#### GIVEN REQUEST:
Would you copy every one of the rows below, character for character, without changing anything?

#### RECORDS PROVIDED:
────────

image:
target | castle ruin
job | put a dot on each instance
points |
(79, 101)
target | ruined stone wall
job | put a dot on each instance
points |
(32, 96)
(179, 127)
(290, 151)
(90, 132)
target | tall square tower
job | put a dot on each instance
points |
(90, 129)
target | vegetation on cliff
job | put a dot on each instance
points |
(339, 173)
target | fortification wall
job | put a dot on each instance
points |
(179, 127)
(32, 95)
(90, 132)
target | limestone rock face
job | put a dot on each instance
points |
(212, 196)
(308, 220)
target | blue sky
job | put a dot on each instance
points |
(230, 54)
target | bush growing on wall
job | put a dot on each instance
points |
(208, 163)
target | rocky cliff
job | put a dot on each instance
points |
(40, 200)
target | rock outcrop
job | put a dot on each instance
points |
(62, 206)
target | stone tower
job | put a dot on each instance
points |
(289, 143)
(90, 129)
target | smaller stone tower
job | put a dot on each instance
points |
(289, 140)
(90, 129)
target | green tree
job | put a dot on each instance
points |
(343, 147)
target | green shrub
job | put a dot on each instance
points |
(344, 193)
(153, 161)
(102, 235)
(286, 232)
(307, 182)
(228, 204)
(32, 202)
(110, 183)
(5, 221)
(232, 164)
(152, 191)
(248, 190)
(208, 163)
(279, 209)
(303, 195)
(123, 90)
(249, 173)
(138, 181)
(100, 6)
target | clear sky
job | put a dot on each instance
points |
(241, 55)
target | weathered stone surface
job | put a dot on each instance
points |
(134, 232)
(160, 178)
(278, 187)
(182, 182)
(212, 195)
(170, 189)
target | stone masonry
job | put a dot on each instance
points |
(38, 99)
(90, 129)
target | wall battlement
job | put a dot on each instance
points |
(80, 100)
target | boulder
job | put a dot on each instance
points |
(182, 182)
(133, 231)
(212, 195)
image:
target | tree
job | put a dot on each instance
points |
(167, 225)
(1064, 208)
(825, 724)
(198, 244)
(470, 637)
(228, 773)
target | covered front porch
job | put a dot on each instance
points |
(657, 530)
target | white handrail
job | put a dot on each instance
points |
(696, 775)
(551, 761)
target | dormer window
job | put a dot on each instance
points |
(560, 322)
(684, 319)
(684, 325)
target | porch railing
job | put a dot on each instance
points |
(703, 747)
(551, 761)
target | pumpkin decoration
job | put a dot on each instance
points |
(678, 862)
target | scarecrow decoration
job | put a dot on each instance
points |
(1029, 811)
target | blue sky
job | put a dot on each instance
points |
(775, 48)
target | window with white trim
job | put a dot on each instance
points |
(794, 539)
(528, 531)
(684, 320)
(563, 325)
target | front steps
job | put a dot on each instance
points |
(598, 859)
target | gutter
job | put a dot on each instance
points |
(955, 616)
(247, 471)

────────

#### SOLUTION TO THIS EXERCISE:
image:
target | castle ruin
job | put a dot on each instance
points |
(79, 101)
target | ruined stone wall
job | put a dot on each instance
points |
(32, 96)
(179, 127)
(290, 151)
(90, 132)
target | tall square tower
job | put a dot on each instance
points |
(90, 129)
target | vegetation on cliff
job | put a dot on each instance
points |
(339, 173)
target | fortification wall
job | put a dot on each instance
points |
(179, 127)
(32, 95)
(90, 132)
target | limestone rock face
job | put a dot on each instance
points |
(212, 196)
(308, 220)
target | blue sky
job | put a dot on each instance
points |
(230, 54)
target | bush growing on wall
job | put a dot on each instance
points |
(208, 163)
target | rocky cliff
job | put a dot on each instance
points |
(40, 200)
target | rock outcrop
job | put a dot on each instance
points |
(62, 206)
target | stone tower
job | put a dot on each instance
points |
(289, 143)
(90, 129)
target | smaller stone tower
job | put a dot on each instance
points |
(289, 140)
(90, 129)
target | green tree
job | put a dot on each instance
points |
(343, 147)
target | green shrub
job | put a dot on each instance
points |
(344, 193)
(153, 161)
(102, 235)
(286, 232)
(307, 182)
(228, 204)
(32, 202)
(110, 183)
(5, 221)
(232, 164)
(152, 191)
(248, 190)
(208, 163)
(279, 209)
(303, 195)
(123, 90)
(249, 173)
(138, 181)
(100, 6)
target | clear sky
job | put a dot on each instance
points |
(241, 55)
target | weathered stone surface
job | put a dot on each instance
points |
(134, 232)
(160, 178)
(278, 187)
(182, 182)
(212, 195)
(170, 189)
target | stone masonry
job | put a dot on each instance
points |
(38, 99)
(90, 129)
target | wall battlement
job | put a dot on each instance
points |
(80, 100)
target | boulder
job | put a dot on each instance
points |
(182, 182)
(133, 231)
(212, 195)
image:
target | tree
job | put a dot on each instance
points |
(167, 225)
(1064, 208)
(825, 724)
(198, 244)
(470, 637)
(228, 773)
target | covered front porch
job | put a dot on each instance
points |
(657, 530)
target | white handrail
job | put a dot on each instance
points |
(696, 775)
(551, 761)
target | dormer window
job | put a dot on each instance
points |
(560, 322)
(684, 319)
(684, 325)
target | porch railing
job | put a dot on each instance
points |
(703, 747)
(551, 761)
target | pumpkin decoration
job | put a dot on each instance
points |
(678, 862)
target | scarecrow decoration
job | put a dot on each instance
points |
(1029, 811)
target | blue sky
job | put a dot on each instance
points |
(775, 48)
target | window with white trim
job | put a dot on each instance
points |
(794, 539)
(528, 531)
(684, 320)
(563, 325)
target | front steps
job | put a dot on each instance
points |
(598, 859)
target | gutter
job | put a dot on each instance
points |
(955, 616)
(247, 471)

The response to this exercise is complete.